Your instructions ▸ Copy each line of the records that holds the string "instance".

═══ Material for this exercise ═══

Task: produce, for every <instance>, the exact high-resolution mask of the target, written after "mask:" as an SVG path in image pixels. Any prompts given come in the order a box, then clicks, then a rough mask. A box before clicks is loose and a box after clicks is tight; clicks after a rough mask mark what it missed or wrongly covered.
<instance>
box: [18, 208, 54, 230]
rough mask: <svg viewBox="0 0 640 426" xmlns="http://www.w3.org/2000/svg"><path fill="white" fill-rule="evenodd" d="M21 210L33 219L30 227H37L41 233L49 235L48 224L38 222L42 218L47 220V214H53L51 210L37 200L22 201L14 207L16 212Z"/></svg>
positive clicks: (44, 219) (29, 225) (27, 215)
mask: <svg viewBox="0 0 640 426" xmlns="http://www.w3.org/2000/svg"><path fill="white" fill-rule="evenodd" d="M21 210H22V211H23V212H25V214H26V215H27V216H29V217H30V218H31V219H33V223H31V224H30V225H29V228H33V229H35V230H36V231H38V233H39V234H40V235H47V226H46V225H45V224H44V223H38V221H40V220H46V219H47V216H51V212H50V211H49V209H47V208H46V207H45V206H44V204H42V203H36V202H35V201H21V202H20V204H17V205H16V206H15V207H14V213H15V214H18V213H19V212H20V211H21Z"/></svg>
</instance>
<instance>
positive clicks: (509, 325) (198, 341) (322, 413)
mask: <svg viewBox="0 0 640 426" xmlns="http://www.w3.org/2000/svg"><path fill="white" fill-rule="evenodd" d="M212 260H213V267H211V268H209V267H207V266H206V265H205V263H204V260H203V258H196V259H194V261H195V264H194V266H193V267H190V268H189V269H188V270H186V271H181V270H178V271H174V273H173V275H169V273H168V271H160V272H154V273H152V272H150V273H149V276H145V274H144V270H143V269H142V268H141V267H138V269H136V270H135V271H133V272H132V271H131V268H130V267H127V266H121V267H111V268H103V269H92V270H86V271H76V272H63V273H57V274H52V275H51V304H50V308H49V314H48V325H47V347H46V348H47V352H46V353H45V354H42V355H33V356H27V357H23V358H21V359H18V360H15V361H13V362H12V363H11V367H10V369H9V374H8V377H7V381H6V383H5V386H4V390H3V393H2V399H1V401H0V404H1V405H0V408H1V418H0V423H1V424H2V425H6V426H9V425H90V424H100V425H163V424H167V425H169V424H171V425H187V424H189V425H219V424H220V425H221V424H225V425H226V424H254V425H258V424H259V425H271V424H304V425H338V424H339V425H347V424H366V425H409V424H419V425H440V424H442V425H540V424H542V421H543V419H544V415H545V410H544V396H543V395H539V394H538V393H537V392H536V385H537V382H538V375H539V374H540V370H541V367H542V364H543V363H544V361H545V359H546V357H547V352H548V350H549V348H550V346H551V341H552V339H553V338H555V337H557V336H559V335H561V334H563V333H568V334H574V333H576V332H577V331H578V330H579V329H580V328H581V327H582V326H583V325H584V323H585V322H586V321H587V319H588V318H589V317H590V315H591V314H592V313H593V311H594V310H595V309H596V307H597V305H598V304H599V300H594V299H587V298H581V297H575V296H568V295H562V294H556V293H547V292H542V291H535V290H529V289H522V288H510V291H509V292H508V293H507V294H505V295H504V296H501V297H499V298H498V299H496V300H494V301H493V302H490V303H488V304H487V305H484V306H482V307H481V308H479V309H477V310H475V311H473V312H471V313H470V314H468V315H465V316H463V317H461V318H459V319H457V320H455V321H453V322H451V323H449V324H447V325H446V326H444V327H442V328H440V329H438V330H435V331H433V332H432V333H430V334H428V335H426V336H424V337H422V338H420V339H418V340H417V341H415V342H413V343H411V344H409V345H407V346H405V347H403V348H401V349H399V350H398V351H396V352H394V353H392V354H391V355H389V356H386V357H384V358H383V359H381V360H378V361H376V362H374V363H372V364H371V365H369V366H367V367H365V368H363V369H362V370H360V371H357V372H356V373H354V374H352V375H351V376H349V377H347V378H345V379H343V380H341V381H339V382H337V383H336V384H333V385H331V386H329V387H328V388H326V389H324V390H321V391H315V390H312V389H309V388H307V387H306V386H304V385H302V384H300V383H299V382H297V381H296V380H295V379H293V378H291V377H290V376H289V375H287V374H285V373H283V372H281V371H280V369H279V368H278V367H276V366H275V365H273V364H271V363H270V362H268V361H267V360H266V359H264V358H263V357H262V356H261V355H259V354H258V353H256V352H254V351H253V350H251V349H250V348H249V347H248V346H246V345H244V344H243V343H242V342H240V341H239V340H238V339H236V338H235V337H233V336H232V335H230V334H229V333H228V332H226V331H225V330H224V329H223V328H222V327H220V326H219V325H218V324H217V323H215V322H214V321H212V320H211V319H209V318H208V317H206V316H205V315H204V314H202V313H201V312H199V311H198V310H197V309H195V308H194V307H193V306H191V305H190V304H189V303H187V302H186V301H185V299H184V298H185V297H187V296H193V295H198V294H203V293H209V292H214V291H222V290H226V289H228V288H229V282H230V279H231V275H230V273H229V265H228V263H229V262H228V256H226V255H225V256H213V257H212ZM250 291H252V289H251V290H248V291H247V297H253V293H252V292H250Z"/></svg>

═══

Response below ▸
Task: produce, for every <instance>, the exact high-resolution mask of the target, written after "mask:" as an SVG path in image pixels. Any prompts given come in the order a box, then clicks, then a rough mask. A box before clicks is loose and a box after clicks is tight; clicks after a rough mask mark what it missed or wrongly covered.
<instance>
</instance>
<instance>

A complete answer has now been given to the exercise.